[[ INPUT MATERIAL open ]]
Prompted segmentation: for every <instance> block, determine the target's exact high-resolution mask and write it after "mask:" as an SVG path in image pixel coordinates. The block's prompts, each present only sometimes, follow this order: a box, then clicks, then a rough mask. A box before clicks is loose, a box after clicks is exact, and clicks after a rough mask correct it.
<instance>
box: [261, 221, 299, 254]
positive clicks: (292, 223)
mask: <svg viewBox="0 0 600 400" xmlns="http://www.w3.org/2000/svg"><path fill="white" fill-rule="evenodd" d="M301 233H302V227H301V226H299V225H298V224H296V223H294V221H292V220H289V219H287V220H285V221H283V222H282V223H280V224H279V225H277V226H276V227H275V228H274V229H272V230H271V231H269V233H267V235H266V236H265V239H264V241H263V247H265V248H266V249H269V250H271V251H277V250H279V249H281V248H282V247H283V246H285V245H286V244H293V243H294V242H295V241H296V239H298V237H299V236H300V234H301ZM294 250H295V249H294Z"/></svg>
[[ INPUT MATERIAL closed ]]
◆ TASK INSTRUCTIONS
Copy out the full listing, exactly as it stands.

◆ EXPECTED OUTPUT
Prompted segmentation: for every <instance> block, determine the target's exact high-resolution mask and write it after "mask:" as an SVG path in image pixel coordinates. The block's prompts, each present only sometimes, follow this order: a box, then clicks, then a rough mask. A box before clicks is loose, a box after clicks is exact, and clicks after a rough mask correct it.
<instance>
box: [261, 221, 299, 254]
positive clicks: (292, 223)
mask: <svg viewBox="0 0 600 400" xmlns="http://www.w3.org/2000/svg"><path fill="white" fill-rule="evenodd" d="M301 233H302V227H301V226H299V225H298V224H296V223H294V221H292V220H289V219H287V220H285V221H283V222H282V223H280V224H279V225H277V226H276V227H275V228H274V229H272V230H271V231H269V233H267V235H266V236H265V239H264V241H263V247H265V248H266V249H269V250H271V251H277V250H279V249H281V248H282V247H283V246H285V245H286V244H293V243H294V242H295V241H296V239H298V237H299V236H300V234H301ZM294 250H295V249H294Z"/></svg>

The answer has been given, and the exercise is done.